→ What is expected: According to the article on the hunting photos, in what country did the 12-year-old hunt with her dad?

___ Source text ___

When does concern for animal rights cross the line?
It’s a question raised by a situation in which death threats and tens of thousands of angry comments were left on the Facebook page of a 12-year-old girl—all because she posted photos of the animals she killed while hunting in South Africa with her dad.
Aryanna Gourdin’s Facebook page is covered in hunting photos that the Utah middle-schooler takes pride in. And while the images are disturbing to many—showing a recently killed giraffe and zebra, among other animals—the comments directed at the child, like those calling for her to “hunt and shot,” are not always appropriate either.
Gourdin’s father, Eli, told Good Morning America, “We’re proud to be hunters.” He also told commenters to back off, saying, “I don’t tell anybody else how to raise their children.”
The viral outrage over the hunting photos was parallel to the protests sparked by dentist Walter Palmer’s photo of Cecil, a lion he hunted and killed in Zimbabwe. After Palmer’s photo with the dead lion went viral, the dentist’s business was besieged by active protest lines, and his home and family were threatened.

___ Extracted entries ___

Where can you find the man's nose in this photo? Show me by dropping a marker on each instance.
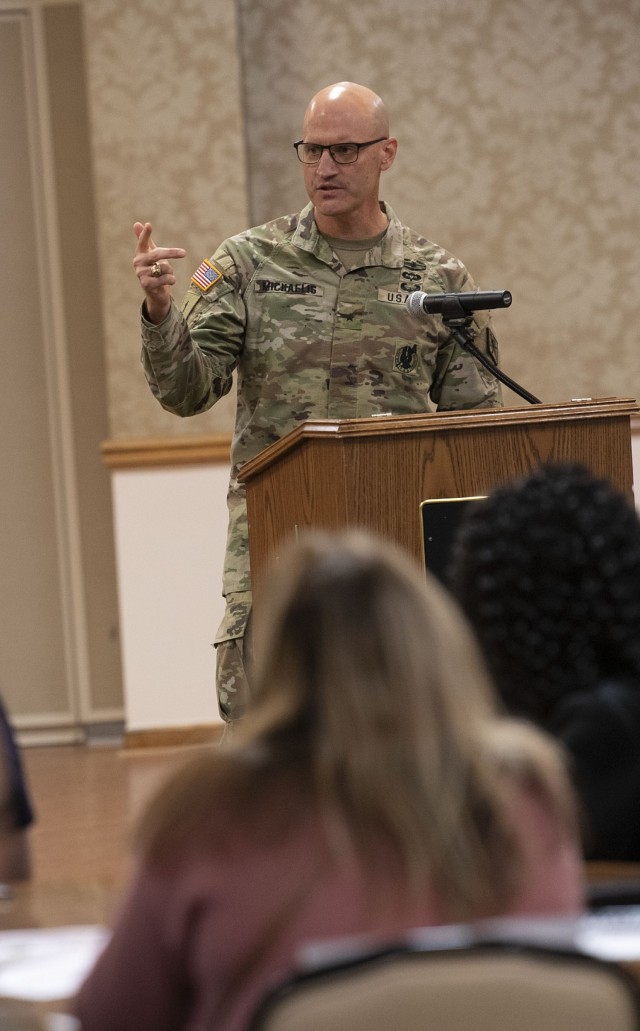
(326, 165)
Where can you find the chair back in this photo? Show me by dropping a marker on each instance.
(483, 987)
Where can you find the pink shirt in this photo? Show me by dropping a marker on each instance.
(198, 945)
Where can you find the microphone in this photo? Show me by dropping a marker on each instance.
(456, 305)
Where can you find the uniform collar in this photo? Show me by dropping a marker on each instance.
(388, 253)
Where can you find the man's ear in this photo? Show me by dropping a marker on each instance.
(389, 153)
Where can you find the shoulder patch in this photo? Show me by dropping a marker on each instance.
(205, 275)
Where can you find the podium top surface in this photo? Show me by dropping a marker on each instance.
(338, 430)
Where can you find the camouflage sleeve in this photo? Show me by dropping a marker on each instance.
(190, 358)
(461, 380)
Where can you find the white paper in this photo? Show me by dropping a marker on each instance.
(45, 964)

___

→ Written reply: South Africa